**Directions for this task:**
Turn the lines of the records, from the start up to and including the line with "rule: each instance", into a numbered list and omit any blank lines. Leave the pictures out of your answer.

--- START OF Record set ---

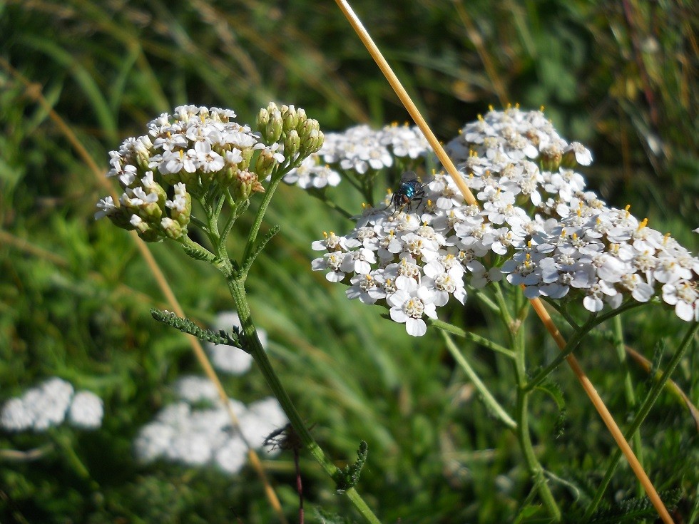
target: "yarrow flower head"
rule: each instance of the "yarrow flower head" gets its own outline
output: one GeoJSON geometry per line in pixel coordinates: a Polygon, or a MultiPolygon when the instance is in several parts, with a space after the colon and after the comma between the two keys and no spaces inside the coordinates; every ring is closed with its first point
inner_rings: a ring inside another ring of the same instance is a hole
{"type": "Polygon", "coordinates": [[[90,391],[76,393],[69,382],[54,377],[7,401],[0,426],[11,431],[45,431],[63,423],[67,416],[76,428],[95,429],[102,425],[103,414],[101,399],[90,391]]]}
{"type": "Polygon", "coordinates": [[[357,125],[325,137],[320,150],[292,170],[284,178],[285,182],[302,189],[336,186],[341,173],[365,177],[399,161],[407,168],[429,150],[419,129],[407,125],[392,124],[379,130],[357,125]]]}
{"type": "Polygon", "coordinates": [[[145,240],[186,235],[192,200],[228,195],[235,202],[263,192],[263,180],[305,158],[322,145],[316,120],[292,106],[270,103],[255,133],[230,109],[181,106],[148,124],[148,133],[127,138],[110,153],[108,178],[123,192],[97,204],[96,218],[135,230],[145,240]]]}
{"type": "Polygon", "coordinates": [[[577,297],[593,312],[661,295],[680,319],[697,319],[699,259],[587,190],[576,168],[591,153],[541,111],[491,110],[446,149],[479,206],[437,173],[404,205],[385,207],[396,201],[389,193],[347,235],[314,242],[326,252],[312,268],[350,284],[349,298],[389,308],[414,336],[437,308],[463,304],[466,285],[503,278],[529,298],[577,297]]]}
{"type": "Polygon", "coordinates": [[[143,462],[162,459],[186,466],[217,466],[230,474],[245,466],[248,446],[261,448],[272,431],[286,423],[273,397],[245,406],[229,399],[240,427],[233,428],[228,412],[208,379],[189,376],[175,384],[178,400],[141,428],[134,441],[143,462]]]}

--- END OF Record set ---

**Response for this exercise:**
1. target: "yarrow flower head"
2. rule: each instance of the "yarrow flower head" gets its own outline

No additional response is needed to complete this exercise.